Source text:
----
Unless a court orders that her feeding tube be reinserted, Terri Schiavo will probably die in the next three weeks of a fatal heart rhythm brought on by the chemical imbalances that arise from extreme dehydration, according to several experts on end-of-life medical care.
But, they are quick to add, that is just a guess.
Very little is known about the timing and mechanism of death when food and water are withheld from people with severe brain damage who are otherwise in fairly good health. Not many people have that experience. Studying their deaths is an extremely low priority.
"I usually tell families not to expect that it will necessarily be very quick," said Joanne Lynn, a researcher at Rand Corp. and an expert on care of the terminally ill. In her experience, patients who forgo even water can live as long as 21 days, although most die in seven to 10. But there is no large series of cases on which to base predictions because "nobody has actually sat down and studied this."
With advanced dehydration, the functioning of many vital organs -- heart, brain, kidneys, lungs -- worsens. But it is difficult to say which is first to fail, tipping a person irreversibly toward death, said Porter Storey, a leader of the American Academy of Hospice and Palliative Medicine who was the medical director of a hospice in Houston for 18 years.
"Their breathing slows down, and then their next breath doesn't come," he said yesterday. "Does that mean the brain, which sends a signal to the lungs, goes first? Or does it mean the lungs failed? We do not precisely know why people die, and it is not something that can be answered by scientific experiment."
Each day the body produces waste (such as acid, potassium and a nitrogen-containing compound called urea) that must be excreted in urine to prevent it from accumulating to toxic levels. To do that, the kidneys require a minimum volume of water, which they extract from the blood, in which to dissolve those substances.
----
Data below:

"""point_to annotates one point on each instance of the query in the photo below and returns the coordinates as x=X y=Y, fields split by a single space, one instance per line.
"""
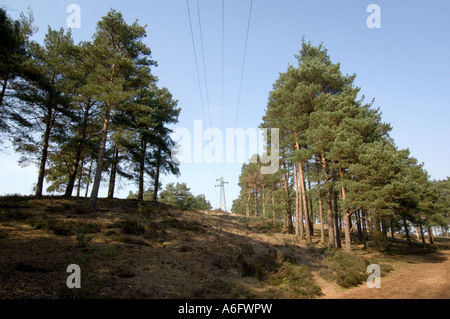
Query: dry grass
x=129 y=249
----
Exercise:
From the article on dehydration and end-of-life care, reproduce the passage from "Unless a court" to "end-of-life medical care.", word for word. Rely only on the article about dehydration and end-of-life care.

Reply:
Unless a court orders that her feeding tube be reinserted, Terri Schiavo will probably die in the next three weeks of a fatal heart rhythm brought on by the chemical imbalances that arise from extreme dehydration, according to several experts on end-of-life medical care.